- _Extrait du texte_
Clavier pas très tempéré à La Roque d’Anthéron

Dans de nombreux domaines, on se rend compte qu’il existe des mondes qui, décidément, ne se mélangent pas, ne se rencontrent pas. C’est un véritable apartheid social. Rappelons que ce mot afrikaan (langue officielle de l’Afrique du Sud) signifie, tout simplement, « à part ». On met donc à part des pans entiers de la population qu’on côtoie pourtant.

 

Vendredi matin, sur France-Inter, l’invité était René Martin, le fondateur et directeur du célèbre festival de piano de

La Roque

d’Anthéron. Après nous avoir certifié que les jeunes font preuve de curiosité et n’hésitent pas à passer du classique à la techno en passant par la « world », après avoir vanté les platanes du 17ième siècle, l’acoustique du parc, il répond à l’unique question d’auditeur. Il s’agit d’une habitante de la commune qui se plaint de payer des impôts sur la commune, sur le département, sur la région et de n’avoir aucun retour. Avec ses enfants, une soirée au festival représente un investissement qu’elle ne peut, de toute évidence, pas se permettre.

 

Réponse du directeur. Ce n’est pas vrai qu’il n’y a pas de retour.

La Roque

d’Anthéron est le village le plus connu au monde. Des entreprises viennent s’implanter grâce à la notoriété du festival. Des chambres d’hôtes se sont ouvertes qui assurent l’ambiance du village. Il y a des places à 15€, donc, cette dame peut venir écouter un récital sans se ruiner.

 

Sur quelle planète vit donc ce monsieur Martin ? Cette famille qui a, peut-être, deux enfants, devra débourser 45€ autrement dit l’équivalent de 300 de nos vieux francs. Il existe surement des tarifs pour les enfants mais le prix reste dissuasif pour une famille moyenne et encore, à condition qu’il y ait des places à 15€ pour le soir qui l’intéresse. Généralement, le prix des places tourne plutôt autour de 20€. A

La Roque

, le minimum à débourser est de 25€. Pour 15€, on aura droit d’écouter un pianiste inconnu qui espère être invité l’an prochain et qui doit encore se contenter d’assure le lever de rideau avant le récital du soir plein tarif.

http://www.festival-piano.com/index.php?id=30

 

La manière de répondre n’a certainement pas réjoui cette dame car, visiblement, il n’envisage même pas de demander une ristourne pour les habitants qui subventionnent par leurs impôts son festival qui se déroule dans leur voisinage et dont ils n’ont que les nuisances. On peut imaginer que tout autour la circulation est rendue plus difficile pour rentrer du boulot le soir et que les commerçants majorent leurs prix pendant la durée des festivités.

- _Enregistrements présentés_
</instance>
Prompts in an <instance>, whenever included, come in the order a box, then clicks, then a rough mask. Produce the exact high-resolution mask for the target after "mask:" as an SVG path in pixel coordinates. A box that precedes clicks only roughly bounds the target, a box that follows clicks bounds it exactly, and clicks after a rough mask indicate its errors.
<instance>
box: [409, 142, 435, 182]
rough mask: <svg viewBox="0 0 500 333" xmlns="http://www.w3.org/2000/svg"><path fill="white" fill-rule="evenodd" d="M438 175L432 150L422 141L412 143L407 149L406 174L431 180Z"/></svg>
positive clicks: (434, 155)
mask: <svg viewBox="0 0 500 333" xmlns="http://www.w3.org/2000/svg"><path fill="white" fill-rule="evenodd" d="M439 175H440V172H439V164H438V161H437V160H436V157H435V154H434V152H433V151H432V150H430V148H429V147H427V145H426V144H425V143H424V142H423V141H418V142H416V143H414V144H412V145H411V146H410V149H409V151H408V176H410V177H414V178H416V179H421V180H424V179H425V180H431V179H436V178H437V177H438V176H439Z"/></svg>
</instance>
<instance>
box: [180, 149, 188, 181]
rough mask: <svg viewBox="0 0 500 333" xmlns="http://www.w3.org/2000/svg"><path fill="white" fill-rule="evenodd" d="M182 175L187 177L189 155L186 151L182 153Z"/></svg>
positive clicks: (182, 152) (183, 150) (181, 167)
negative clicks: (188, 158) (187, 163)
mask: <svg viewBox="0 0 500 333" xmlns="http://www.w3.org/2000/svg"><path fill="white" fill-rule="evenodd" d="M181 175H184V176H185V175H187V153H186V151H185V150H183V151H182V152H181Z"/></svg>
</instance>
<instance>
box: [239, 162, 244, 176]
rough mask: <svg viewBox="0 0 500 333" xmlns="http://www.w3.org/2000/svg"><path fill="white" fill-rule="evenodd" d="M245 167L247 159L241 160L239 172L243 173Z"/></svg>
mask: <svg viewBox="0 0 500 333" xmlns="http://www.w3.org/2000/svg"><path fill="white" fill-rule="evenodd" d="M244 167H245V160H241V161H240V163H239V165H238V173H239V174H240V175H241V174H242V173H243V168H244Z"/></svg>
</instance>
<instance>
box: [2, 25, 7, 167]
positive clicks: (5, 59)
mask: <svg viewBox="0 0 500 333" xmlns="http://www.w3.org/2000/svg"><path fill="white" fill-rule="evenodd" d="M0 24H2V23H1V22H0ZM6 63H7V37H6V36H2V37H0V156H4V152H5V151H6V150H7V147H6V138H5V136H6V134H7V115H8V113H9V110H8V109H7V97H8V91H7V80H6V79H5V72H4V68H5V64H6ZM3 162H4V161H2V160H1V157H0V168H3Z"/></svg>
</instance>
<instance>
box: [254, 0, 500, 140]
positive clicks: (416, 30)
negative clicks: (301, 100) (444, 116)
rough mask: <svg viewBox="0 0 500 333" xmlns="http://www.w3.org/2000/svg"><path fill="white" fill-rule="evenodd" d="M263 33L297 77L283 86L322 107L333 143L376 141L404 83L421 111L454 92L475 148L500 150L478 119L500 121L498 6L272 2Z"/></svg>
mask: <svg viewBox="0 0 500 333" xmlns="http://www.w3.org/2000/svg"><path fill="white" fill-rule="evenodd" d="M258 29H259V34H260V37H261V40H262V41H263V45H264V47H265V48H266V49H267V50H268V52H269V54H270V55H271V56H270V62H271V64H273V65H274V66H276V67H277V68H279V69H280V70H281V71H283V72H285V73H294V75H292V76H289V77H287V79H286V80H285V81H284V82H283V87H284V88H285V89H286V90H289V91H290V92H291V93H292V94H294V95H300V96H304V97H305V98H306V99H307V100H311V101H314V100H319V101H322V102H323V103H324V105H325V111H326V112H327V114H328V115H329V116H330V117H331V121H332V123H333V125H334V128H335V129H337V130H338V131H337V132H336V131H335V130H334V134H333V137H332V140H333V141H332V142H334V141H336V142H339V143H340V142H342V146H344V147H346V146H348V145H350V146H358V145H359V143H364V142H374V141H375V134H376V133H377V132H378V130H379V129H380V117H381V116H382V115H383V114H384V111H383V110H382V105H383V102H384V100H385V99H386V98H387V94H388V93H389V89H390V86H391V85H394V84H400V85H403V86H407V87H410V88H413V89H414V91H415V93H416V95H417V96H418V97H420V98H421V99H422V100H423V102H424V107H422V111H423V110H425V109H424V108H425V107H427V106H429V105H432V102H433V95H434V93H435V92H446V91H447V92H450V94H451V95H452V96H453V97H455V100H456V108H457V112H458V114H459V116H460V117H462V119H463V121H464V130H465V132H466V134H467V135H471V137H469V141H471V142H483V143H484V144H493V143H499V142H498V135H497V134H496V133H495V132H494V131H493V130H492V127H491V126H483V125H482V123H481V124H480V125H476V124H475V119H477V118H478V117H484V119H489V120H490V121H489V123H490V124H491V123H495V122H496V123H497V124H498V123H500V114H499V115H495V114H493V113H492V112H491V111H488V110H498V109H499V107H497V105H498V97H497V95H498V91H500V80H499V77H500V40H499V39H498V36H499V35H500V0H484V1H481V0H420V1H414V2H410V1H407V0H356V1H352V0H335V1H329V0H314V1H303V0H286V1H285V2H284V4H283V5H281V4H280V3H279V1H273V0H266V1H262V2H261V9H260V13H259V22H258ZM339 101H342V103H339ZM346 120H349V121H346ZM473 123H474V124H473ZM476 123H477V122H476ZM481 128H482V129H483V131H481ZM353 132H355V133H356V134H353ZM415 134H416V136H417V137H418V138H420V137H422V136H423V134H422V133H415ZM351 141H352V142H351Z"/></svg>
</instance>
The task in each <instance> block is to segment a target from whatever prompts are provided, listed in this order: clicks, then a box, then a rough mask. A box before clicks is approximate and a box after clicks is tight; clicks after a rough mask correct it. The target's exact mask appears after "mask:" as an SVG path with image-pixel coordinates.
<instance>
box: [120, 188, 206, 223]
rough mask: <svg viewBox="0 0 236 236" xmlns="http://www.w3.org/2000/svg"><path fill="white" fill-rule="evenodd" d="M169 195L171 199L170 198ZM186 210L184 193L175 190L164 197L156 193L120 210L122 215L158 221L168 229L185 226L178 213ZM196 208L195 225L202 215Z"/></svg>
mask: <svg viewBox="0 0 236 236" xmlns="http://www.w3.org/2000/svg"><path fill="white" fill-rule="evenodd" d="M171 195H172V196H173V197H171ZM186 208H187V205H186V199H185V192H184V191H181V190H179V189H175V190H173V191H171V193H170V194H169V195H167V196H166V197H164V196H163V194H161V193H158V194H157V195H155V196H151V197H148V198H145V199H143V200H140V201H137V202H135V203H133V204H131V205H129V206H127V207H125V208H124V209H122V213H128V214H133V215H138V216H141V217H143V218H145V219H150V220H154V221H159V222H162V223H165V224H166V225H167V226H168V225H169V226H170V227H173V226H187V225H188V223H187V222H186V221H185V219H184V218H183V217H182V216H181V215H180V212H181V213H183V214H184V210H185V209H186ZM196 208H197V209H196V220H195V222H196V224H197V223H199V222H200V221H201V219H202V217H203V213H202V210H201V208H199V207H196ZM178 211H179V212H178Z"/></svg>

- _Consigne_
Dans l'extrait sur le festival de La Roque d'Anthéron, sur quelle station de radio René Martin était-il invité le vendredi matin ?

- _Réponse_
Sur France-Inter.